ACTIVITY
Transcribe all of the records precisely as they are presented.

== DATASET EXTRACT

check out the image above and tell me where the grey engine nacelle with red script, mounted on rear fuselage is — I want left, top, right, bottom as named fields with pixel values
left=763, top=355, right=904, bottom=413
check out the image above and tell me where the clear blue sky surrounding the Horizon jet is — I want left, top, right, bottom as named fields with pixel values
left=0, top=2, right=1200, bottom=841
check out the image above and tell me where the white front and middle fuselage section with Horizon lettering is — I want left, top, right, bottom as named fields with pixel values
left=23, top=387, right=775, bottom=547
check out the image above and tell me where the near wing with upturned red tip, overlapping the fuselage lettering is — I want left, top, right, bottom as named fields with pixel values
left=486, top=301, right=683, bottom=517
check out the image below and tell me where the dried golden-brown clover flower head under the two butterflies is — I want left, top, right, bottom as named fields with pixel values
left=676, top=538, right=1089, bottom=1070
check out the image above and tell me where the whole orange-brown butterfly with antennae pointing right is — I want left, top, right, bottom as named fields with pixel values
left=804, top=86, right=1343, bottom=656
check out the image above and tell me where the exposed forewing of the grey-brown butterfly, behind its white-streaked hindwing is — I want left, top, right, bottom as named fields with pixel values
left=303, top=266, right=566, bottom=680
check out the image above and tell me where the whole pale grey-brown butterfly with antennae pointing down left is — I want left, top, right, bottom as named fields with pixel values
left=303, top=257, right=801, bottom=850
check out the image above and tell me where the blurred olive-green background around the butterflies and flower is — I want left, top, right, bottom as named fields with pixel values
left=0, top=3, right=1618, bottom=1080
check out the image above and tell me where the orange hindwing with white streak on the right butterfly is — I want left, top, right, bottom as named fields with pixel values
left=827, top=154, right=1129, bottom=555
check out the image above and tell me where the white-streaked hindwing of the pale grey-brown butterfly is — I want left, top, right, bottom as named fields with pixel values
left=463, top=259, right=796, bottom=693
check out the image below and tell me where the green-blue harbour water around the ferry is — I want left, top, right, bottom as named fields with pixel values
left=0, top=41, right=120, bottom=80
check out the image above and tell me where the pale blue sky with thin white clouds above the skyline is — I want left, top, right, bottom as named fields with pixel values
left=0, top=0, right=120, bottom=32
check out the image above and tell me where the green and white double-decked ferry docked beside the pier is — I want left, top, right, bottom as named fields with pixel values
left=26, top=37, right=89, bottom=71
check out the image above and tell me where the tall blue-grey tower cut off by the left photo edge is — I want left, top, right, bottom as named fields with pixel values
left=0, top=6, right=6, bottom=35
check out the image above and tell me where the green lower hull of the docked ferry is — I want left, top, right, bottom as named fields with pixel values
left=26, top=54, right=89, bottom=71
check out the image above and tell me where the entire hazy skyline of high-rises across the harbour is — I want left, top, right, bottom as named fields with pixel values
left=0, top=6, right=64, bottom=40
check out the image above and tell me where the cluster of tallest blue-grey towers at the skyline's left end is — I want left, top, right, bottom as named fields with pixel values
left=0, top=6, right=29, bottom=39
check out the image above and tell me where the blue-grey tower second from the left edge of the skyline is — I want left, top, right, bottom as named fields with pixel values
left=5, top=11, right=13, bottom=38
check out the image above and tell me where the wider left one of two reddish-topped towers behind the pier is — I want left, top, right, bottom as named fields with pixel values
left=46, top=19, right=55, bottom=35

====

COMPLETED TASK
check out the image above and tell me where the grey engine nacelle with red script, mounted on rear fuselage is — I want left, top, right, bottom as named fields with pixel values
left=763, top=355, right=904, bottom=413
check out the image above and tell me where the clear blue sky surrounding the Horizon jet is — I want left, top, right, bottom as named fields with pixel values
left=0, top=2, right=1200, bottom=841
check out the image above and tell me where the white front and middle fuselage section with Horizon lettering is — I want left, top, right, bottom as named fields with pixel values
left=23, top=387, right=775, bottom=547
check out the image above and tell me where the near wing with upturned red tip, overlapping the fuselage lettering is — I want left, top, right, bottom as named fields with pixel values
left=486, top=301, right=683, bottom=517
check out the image below and tell me where the dried golden-brown clover flower head under the two butterflies is — I want left, top, right, bottom as named fields with pixel values
left=676, top=538, right=1089, bottom=1070
check out the image above and tell me where the whole orange-brown butterfly with antennae pointing right is — I want left, top, right, bottom as named fields with pixel values
left=804, top=86, right=1343, bottom=656
check out the image above and tell me where the exposed forewing of the grey-brown butterfly, behind its white-streaked hindwing is — I want left, top, right, bottom as named fields with pixel values
left=303, top=266, right=566, bottom=680
check out the image above and tell me where the whole pale grey-brown butterfly with antennae pointing down left is — I want left, top, right, bottom as named fields with pixel values
left=303, top=257, right=801, bottom=850
check out the image above and tell me where the blurred olive-green background around the butterflies and flower is — I want left, top, right, bottom as named fields with pixel values
left=0, top=3, right=1618, bottom=1080
check out the image above and tell me where the orange hindwing with white streak on the right butterfly is — I want left, top, right, bottom as named fields with pixel values
left=827, top=154, right=1129, bottom=555
check out the image above and tell me where the white-streaked hindwing of the pale grey-brown butterfly is — I want left, top, right, bottom as named fields with pixel values
left=463, top=259, right=796, bottom=693
check out the image below and tell me where the green-blue harbour water around the ferry is — I want left, top, right, bottom as named fields with pixel values
left=0, top=41, right=120, bottom=80
check out the image above and tell me where the pale blue sky with thin white clouds above the skyline is — I want left, top, right, bottom as named fields with pixel values
left=0, top=0, right=120, bottom=32
check out the image above and tell me where the green and white double-decked ferry docked beside the pier is — I want left, top, right, bottom as named fields with pixel values
left=26, top=37, right=89, bottom=71
check out the image above and tell me where the tall blue-grey tower cut off by the left photo edge is — I want left, top, right, bottom as named fields with pixel values
left=0, top=6, right=6, bottom=35
check out the image above and tell me where the green lower hull of the docked ferry is — I want left, top, right, bottom as named fields with pixel values
left=26, top=54, right=89, bottom=71
check out the image above and tell me where the entire hazy skyline of high-rises across the harbour is — I want left, top, right, bottom as named fields with pixel values
left=0, top=6, right=64, bottom=40
check out the image above and tell me where the cluster of tallest blue-grey towers at the skyline's left end is — I want left, top, right, bottom as named fields with pixel values
left=0, top=6, right=29, bottom=39
check out the image above and tell me where the blue-grey tower second from the left edge of the skyline is — I want left, top, right, bottom as named fields with pixel values
left=5, top=11, right=13, bottom=38
check out the image above and tell me where the wider left one of two reddish-topped towers behind the pier is — I want left, top, right, bottom as named fields with pixel values
left=46, top=19, right=55, bottom=35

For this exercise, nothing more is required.